## Source extract:
For almost everyone with a deep-chested or large breed dog, gastric dilatation-volvulus (GDV), commonly known as bloat, is always lurking in the back of their mind. Bloat causes the stomach to fill with air or fluid, which can progress to GDV, a twisting of the stomach. GDV is one of the leading causes of death in dogs, second only to cancer for some breeds. The scariest thing is how fast GDV can become fatal. The condition can progress to a critical level in a matter of minutes or hours.
Despite its prevalence, the cause of bloat remains unknown but is generally thought to be influenced by both genetic and environmental factors.
Laura Nelson, assistant professor at the MSU College of Veterinary Medicine, has been awarded a two year grant to fund research on the causes of GDV in dogs . The money was awarded by the American Kennel Club Canine Health Foundation earlier this month.

## Complete the following:
**1.** Retype a stretch of the bloat passage word for word, starting at "For almost everyone" and ending after "earlier this month.".
**2.** Answer these from the bloat passage:
(a) For some breeds, what is the only cause of death in dogs that ranks ahead of GDV?
(b) Which group awarded the grant to Laura Nelson?
(c) How long does the grant last?
**3.** Carry on writing the bloat passage from its last sentence.
The items have nothing to do with the work on the bloat passage.

## Supplied records:
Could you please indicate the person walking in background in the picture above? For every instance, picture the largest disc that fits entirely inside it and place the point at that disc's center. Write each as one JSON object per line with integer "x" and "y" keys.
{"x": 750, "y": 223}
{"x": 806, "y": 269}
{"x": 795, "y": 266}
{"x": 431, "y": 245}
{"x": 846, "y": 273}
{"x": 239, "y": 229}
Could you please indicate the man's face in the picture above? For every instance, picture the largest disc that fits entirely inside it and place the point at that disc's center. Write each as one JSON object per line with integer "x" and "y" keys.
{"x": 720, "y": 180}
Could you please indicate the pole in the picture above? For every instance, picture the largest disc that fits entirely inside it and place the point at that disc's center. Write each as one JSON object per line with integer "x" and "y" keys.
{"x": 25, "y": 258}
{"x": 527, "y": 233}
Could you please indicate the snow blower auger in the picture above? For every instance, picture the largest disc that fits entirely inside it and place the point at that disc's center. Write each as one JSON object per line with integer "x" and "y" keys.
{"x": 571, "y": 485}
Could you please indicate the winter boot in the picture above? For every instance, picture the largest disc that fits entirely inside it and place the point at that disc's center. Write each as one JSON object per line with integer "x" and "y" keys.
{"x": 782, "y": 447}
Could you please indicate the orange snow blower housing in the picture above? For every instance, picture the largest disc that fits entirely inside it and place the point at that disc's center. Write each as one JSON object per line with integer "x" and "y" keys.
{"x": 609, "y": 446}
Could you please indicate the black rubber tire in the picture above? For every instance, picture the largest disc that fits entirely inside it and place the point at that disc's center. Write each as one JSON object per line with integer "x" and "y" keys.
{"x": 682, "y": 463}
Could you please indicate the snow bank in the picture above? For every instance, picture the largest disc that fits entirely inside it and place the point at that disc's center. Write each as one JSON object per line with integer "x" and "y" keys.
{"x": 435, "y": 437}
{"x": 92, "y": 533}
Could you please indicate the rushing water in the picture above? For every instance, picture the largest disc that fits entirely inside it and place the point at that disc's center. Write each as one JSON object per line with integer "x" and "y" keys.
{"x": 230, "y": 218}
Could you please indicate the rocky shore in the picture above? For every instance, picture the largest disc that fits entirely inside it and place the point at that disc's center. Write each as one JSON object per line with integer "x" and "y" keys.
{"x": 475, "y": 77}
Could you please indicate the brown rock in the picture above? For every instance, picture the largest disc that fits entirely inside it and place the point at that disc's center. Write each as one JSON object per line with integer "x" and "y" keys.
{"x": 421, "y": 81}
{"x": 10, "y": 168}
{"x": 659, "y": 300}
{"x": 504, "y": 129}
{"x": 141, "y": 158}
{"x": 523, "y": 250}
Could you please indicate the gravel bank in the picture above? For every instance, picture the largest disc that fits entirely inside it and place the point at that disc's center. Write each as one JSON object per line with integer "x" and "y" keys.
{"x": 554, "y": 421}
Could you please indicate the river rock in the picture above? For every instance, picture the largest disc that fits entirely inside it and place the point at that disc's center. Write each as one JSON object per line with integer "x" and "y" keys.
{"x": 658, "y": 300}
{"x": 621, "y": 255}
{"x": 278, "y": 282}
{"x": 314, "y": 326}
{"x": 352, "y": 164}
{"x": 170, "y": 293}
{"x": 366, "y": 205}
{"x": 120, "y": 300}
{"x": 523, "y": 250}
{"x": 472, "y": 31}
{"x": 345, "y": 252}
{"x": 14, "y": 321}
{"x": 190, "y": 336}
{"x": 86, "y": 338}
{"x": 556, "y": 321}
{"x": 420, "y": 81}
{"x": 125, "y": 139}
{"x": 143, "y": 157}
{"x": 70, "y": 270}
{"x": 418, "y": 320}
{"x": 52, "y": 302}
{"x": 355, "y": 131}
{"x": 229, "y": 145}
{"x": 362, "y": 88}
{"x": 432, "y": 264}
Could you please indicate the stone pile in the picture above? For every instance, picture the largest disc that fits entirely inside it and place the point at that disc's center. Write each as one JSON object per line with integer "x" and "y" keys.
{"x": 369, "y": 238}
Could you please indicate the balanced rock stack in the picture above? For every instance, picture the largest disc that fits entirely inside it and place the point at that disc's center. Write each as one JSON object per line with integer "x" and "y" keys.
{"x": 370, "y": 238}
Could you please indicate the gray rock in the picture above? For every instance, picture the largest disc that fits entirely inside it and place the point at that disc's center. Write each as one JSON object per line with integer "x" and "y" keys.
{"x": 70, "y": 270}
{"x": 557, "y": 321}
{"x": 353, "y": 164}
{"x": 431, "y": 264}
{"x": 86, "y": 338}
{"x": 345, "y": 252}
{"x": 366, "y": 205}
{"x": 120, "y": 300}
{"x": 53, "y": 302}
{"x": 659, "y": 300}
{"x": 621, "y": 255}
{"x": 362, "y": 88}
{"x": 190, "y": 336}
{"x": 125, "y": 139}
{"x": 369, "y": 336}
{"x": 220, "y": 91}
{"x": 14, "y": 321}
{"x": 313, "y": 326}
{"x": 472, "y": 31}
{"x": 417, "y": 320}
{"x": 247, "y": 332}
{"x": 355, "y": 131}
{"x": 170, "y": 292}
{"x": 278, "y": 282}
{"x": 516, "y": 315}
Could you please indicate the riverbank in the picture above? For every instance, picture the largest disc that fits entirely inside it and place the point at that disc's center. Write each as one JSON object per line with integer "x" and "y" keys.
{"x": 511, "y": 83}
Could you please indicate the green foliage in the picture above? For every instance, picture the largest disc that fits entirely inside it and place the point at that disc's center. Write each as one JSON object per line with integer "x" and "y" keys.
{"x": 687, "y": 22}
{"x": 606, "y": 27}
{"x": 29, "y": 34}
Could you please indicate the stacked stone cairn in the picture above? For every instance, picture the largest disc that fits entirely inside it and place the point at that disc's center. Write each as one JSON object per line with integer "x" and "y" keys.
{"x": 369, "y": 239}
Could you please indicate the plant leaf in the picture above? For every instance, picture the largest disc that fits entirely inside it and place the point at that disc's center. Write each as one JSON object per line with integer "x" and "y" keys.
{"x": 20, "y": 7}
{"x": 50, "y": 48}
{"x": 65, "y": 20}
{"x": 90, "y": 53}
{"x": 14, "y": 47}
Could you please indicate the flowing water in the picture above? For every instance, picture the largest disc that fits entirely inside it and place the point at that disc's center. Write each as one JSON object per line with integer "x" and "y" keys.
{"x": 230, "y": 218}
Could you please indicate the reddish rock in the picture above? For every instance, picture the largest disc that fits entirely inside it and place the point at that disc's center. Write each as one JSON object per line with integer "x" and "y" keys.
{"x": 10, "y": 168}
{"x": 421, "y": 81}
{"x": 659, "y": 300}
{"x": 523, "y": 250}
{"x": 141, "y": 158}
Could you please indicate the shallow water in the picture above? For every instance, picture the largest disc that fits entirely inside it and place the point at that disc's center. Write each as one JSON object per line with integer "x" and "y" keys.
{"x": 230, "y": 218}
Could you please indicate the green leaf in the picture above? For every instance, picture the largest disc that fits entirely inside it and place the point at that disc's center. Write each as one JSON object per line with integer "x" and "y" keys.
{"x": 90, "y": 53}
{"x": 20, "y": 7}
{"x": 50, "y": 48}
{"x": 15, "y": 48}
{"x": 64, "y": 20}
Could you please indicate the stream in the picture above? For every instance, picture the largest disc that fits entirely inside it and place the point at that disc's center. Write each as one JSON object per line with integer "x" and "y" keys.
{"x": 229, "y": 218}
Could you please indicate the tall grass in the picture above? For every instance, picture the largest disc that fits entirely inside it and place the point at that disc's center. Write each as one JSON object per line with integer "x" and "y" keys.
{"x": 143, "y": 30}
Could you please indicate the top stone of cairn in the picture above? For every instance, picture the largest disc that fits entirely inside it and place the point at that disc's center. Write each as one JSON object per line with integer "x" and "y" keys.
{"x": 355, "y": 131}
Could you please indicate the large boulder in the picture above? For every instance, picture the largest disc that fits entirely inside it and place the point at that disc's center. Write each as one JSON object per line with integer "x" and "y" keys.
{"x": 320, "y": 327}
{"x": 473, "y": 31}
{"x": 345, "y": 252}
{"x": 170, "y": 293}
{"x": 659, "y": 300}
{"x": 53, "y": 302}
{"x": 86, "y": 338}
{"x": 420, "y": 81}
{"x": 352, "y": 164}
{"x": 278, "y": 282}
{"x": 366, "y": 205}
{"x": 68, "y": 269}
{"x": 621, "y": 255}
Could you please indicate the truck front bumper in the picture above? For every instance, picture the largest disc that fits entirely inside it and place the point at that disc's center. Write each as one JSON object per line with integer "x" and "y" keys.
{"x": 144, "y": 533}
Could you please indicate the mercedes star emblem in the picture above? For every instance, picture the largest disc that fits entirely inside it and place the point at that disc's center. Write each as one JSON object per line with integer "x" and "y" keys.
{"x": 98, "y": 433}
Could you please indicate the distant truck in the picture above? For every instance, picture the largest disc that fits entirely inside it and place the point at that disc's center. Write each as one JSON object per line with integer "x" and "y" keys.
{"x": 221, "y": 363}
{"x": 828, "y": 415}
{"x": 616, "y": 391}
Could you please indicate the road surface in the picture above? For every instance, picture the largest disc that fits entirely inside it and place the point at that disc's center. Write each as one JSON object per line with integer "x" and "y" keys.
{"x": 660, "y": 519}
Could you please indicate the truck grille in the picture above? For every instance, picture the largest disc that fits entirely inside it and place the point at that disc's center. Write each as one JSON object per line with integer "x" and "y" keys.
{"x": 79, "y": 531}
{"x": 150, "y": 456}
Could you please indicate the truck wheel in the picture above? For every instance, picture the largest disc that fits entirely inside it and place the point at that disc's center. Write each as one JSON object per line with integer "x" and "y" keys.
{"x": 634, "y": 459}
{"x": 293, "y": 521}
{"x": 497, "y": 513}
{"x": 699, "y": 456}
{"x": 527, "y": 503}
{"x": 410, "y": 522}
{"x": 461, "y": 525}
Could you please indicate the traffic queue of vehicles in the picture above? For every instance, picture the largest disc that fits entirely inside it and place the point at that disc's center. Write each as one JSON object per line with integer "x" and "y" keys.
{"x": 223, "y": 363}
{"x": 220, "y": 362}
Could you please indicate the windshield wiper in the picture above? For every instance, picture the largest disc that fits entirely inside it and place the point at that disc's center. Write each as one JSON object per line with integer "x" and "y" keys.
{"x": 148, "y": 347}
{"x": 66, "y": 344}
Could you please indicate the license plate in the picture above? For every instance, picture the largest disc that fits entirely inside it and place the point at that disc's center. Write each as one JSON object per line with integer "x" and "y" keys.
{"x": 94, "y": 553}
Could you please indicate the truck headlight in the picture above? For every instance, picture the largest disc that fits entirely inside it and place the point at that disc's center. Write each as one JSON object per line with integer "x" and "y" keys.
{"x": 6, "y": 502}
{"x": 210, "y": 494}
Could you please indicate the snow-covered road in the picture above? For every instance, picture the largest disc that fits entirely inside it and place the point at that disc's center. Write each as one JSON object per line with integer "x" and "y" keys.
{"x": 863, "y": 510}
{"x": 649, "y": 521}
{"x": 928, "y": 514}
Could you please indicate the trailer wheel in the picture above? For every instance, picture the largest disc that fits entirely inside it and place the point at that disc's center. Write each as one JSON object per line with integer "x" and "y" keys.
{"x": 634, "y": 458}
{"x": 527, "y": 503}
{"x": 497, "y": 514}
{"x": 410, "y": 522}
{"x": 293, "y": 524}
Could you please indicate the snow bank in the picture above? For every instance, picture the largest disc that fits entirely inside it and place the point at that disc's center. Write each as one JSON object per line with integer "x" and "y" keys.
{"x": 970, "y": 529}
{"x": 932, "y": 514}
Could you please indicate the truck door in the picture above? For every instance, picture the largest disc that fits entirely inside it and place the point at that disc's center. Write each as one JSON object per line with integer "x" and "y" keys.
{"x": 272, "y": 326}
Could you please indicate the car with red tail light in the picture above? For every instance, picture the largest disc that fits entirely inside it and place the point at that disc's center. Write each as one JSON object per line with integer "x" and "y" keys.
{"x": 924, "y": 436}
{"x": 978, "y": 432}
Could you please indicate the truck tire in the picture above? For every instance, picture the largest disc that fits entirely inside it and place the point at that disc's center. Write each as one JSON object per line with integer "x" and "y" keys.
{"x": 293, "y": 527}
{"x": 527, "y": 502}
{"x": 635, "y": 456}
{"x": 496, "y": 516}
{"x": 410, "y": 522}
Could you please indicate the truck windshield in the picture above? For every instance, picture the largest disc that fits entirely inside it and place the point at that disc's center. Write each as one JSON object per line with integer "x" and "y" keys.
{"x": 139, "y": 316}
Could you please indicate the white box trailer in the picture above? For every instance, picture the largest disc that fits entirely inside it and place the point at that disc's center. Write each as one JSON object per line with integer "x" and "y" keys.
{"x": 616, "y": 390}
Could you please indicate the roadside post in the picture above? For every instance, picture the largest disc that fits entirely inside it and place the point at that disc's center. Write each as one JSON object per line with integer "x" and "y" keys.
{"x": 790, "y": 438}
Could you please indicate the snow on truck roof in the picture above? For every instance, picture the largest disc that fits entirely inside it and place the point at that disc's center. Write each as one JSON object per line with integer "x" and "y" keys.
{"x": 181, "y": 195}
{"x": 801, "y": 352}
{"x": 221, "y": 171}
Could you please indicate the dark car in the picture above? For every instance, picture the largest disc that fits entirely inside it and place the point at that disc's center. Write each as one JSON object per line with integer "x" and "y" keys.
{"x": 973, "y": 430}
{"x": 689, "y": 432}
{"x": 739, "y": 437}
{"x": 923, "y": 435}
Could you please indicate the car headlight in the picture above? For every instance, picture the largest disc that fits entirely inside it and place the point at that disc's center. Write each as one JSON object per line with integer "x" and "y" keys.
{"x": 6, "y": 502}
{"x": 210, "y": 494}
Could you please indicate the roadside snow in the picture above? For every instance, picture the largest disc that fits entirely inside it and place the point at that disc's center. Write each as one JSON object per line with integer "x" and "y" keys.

## Answers to each task:
**1.**
For almost everyone with a deep-chested or large breed dog, gastric dilatation-volvulus (GDV), commonly known as bloat, is always lurking in the back of their mind. Bloat causes the stomach to fill with air or fluid, which can progress to GDV, a twisting of the stomach. GDV is one of the leading causes of death in dogs, second only to cancer for some breeds. The scariest thing is how fast GDV can become fatal. The condition can progress to a critical level in a matter of minutes or hours.
Despite its prevalence, the cause of bloat remains unknown but is generally thought to be influenced by both genetic and environmental factors.
Laura Nelson, assistant professor at the MSU College of Veterinary Medicine, has been awarded a two year grant to fund research on the causes of GDV in dogs . The money was awarded by the American Kennel Club Canine Health Foundation earlier this month.

**2.**
(a) Cancer
(b) The American Kennel Club Canine Health Foundation
(c) Two years

**3.**
Not every dog, even those with a high predisposition, will get bloat and Laura wants to know why. Her team will be looking at the relationship of motility--contractions responsible for the digestion of food--with increased GDV risk, and hopes to define the biochemical and genetic alterations that may be associated with hypomotility--abnormally weak contractions. The researchers also will evaluate the expression of the hormones motilin and ghrelin--regulators of GI motility--as a predictor of predisposition to GDV.
The research team hopes to use their findings to help veterinarians make informed decisions about how to treat dogs at risk for bloat, increasing survival rates. Given how common bloat is, it would be amazing to have a better understanding on how the condition develops and how to treat it.